**SUPPLIED PASSAGE**:
■ ■ ■

Fig. 14 supports this observation. A Level-A or -B non-I/O-performing task experiences more interference if it must share its Level-A/B bank with other tasks' I/O buffers. Such interference is caused by row-buffer conflicts in the Level-A/B bank as part of DMA-sourced interference. However, the I/O-performing tasks will experience less CPU-sourced interference. Therefore, the overall impact of CPU- and DMA-sourced interference depends on a ratio between non-I/O-performing tasks and I/O-performing tasks in a task system. To sift through this tradeoff and other issues,

we conducted a large-scale, overhead-aware schedulability study, which we discuss next.

#### 6 Schedulability Study

Sec. 5 investigated the impact of our IPC and I/O management approaches on individual tasks, but high-level tradeoffs require investigating potential impacts on schedulability for entire task systems. To assess such tradeoffs, we conducted a large-scale, overhead-aware schedulability study.

■ ■ ■

**WORK TO COMPLETE**:
[1] In the interference excerpt, what causes the extra interference a Level-A or -B non-I/O-performing task experiences when it shares its bank with other tasks' I/O buffers?
[2] Return the portion of the interference excerpt between "Sec. 5 investigated" and "overhead-aware schedulability study.", inclusive.
Rely only on the interference excerpt when responding.

**DATA LISTING**:

■ ■ ■

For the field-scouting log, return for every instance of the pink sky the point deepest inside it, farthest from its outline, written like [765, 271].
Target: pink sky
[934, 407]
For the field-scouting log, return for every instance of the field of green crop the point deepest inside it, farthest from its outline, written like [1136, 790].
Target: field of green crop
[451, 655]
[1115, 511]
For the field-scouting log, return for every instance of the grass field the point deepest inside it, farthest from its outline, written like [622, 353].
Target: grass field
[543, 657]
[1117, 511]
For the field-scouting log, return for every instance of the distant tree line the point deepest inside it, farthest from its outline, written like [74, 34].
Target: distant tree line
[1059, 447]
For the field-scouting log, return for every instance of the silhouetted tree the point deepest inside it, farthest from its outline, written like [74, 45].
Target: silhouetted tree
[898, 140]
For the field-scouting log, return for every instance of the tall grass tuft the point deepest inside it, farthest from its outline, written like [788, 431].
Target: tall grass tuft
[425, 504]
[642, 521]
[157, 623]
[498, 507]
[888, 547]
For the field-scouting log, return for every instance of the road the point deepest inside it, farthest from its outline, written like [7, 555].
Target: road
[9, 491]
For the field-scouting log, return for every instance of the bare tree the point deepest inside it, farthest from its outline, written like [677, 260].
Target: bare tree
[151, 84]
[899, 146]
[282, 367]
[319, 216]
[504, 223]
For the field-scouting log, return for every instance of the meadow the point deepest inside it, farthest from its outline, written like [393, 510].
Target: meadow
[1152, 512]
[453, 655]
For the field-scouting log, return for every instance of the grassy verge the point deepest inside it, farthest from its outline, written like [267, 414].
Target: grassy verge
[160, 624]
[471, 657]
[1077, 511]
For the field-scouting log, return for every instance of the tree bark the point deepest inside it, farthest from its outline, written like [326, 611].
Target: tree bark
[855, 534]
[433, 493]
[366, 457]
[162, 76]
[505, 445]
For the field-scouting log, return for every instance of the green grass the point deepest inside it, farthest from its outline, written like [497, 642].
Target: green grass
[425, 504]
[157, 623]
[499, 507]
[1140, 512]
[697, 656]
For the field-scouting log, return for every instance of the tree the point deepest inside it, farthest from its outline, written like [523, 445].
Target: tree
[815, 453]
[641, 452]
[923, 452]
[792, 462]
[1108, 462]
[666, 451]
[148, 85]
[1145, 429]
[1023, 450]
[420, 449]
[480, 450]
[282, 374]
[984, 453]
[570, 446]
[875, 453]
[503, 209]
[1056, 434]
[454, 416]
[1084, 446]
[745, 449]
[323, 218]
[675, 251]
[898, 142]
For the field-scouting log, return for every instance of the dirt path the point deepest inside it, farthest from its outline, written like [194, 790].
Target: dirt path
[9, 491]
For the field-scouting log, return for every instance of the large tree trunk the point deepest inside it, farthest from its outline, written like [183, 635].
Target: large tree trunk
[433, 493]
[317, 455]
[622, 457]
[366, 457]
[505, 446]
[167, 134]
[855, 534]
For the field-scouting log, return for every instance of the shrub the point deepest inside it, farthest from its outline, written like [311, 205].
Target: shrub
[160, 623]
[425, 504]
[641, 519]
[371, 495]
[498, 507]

■ ■ ■

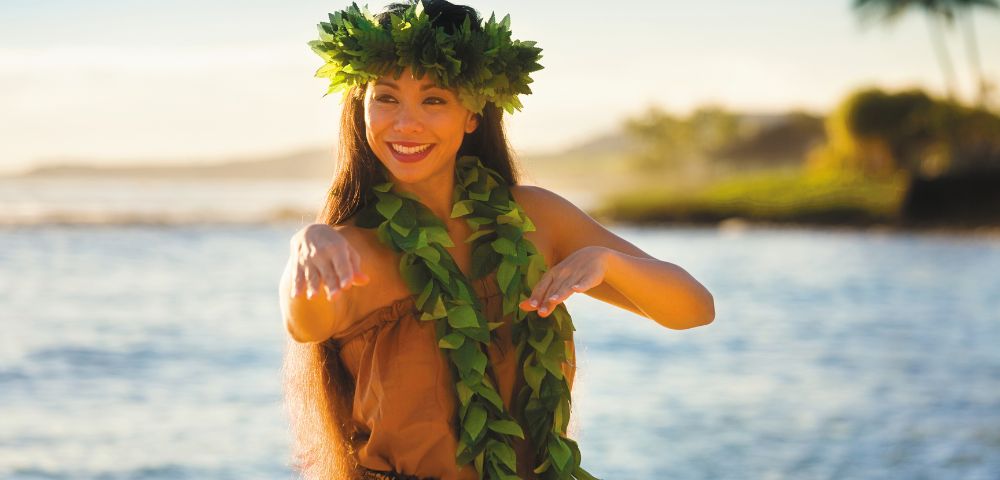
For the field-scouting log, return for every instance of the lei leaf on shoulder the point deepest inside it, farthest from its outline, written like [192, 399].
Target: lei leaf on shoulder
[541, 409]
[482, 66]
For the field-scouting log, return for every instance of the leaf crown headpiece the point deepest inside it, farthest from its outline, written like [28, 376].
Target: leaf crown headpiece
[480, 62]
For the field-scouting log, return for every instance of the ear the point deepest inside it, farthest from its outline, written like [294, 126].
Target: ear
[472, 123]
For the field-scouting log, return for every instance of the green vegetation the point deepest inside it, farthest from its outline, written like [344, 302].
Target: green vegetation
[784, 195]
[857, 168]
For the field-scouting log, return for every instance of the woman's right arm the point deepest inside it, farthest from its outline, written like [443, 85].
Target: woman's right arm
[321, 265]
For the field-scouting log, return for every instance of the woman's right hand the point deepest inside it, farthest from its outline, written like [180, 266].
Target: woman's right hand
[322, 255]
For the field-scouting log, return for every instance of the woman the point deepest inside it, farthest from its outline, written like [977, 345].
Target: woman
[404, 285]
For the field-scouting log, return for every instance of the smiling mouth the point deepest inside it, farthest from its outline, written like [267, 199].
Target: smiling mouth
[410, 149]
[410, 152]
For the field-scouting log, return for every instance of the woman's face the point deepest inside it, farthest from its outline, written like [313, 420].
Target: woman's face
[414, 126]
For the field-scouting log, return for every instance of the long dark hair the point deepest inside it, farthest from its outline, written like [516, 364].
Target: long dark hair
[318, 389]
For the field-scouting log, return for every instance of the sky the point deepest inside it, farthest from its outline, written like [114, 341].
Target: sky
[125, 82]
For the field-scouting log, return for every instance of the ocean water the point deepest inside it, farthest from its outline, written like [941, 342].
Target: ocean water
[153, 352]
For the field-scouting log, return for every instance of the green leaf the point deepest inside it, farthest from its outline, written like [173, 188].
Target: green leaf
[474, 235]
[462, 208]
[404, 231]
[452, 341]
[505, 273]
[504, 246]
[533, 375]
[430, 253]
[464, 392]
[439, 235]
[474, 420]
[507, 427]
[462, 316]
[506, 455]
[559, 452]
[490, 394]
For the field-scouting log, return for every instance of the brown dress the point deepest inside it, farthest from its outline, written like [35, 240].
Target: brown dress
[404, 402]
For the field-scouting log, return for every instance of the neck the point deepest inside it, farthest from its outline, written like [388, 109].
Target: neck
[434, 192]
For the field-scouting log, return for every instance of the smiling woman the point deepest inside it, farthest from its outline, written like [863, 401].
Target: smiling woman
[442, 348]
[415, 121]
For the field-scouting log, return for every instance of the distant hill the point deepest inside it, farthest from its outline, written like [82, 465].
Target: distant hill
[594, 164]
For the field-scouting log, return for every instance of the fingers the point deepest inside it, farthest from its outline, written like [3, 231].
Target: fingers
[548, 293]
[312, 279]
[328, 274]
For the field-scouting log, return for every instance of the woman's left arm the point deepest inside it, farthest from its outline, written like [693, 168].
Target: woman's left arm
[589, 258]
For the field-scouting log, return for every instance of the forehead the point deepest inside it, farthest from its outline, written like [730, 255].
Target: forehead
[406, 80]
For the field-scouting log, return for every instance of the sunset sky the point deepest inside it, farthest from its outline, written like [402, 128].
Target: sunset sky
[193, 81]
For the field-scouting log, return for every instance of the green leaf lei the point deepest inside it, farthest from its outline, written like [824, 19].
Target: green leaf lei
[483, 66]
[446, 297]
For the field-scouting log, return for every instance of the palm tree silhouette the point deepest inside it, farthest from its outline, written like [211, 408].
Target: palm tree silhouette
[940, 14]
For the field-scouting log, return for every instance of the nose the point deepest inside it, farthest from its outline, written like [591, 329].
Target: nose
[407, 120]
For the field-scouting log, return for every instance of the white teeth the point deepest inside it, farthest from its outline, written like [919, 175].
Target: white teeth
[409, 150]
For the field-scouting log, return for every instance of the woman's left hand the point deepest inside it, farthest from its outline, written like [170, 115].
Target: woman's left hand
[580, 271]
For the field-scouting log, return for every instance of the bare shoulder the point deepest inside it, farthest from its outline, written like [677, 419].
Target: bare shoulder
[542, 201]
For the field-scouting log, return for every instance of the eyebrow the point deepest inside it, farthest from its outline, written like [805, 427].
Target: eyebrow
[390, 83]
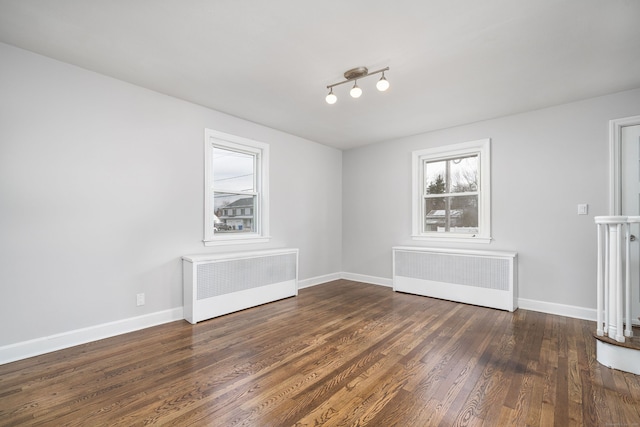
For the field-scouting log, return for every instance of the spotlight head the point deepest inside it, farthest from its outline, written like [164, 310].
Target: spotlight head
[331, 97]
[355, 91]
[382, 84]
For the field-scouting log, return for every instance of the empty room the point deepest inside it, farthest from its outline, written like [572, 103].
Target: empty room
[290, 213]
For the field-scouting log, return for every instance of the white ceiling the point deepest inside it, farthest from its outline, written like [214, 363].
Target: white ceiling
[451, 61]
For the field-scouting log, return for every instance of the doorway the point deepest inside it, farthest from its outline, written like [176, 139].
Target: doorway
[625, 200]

■ ■ ■

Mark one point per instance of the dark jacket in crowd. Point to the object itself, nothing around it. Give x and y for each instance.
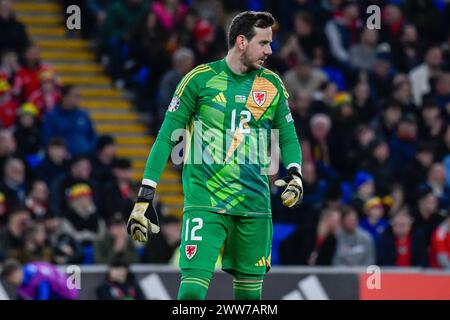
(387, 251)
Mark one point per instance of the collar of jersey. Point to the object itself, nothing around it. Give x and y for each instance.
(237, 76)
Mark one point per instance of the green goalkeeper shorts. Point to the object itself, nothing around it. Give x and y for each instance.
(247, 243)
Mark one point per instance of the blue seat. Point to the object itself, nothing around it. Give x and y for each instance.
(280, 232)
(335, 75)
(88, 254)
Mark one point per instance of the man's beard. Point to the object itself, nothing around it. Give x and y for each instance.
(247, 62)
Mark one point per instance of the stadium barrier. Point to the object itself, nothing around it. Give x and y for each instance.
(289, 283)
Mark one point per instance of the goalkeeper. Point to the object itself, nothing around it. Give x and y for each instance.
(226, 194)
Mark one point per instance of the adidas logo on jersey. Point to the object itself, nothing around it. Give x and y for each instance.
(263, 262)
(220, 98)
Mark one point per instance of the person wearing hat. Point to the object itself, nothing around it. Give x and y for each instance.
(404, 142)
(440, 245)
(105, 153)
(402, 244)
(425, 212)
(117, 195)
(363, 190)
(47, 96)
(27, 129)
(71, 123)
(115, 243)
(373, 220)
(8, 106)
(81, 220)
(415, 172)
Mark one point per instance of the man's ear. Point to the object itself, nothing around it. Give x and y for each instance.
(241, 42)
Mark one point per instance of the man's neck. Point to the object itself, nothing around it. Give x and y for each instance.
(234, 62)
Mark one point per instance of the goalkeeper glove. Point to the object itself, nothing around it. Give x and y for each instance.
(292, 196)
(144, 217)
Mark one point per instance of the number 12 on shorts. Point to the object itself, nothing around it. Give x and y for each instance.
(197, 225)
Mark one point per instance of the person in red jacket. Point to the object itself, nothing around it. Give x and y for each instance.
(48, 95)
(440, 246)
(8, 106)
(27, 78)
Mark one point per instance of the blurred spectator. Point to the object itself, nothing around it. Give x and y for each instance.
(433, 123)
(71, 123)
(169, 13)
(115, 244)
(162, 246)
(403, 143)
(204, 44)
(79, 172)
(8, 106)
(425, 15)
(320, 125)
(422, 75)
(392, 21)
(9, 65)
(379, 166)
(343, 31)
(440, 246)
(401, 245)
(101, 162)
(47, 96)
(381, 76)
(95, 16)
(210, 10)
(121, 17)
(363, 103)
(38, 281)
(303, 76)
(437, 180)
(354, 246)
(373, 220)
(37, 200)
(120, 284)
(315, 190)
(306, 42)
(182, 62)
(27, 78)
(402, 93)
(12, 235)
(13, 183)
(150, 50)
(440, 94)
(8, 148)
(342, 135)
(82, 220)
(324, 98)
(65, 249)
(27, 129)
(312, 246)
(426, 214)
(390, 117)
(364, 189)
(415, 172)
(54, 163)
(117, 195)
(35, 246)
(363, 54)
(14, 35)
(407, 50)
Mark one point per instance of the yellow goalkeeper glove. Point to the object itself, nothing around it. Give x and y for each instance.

■ ■ ■

**SOLUTIONS TO THE TASKS**:
[1] Row-buffer conflicts in the Level-A/B bank, as part of DMA-sourced interference.

[2]
Sec. 5 investigated the impact of our IPC and I/O management approaches on individual tasks, but high-level tradeoffs require investigating potential impacts on schedulability for entire task systems. To assess such tradeoffs, we conducted a large-scale, overhead-aware schedulability study.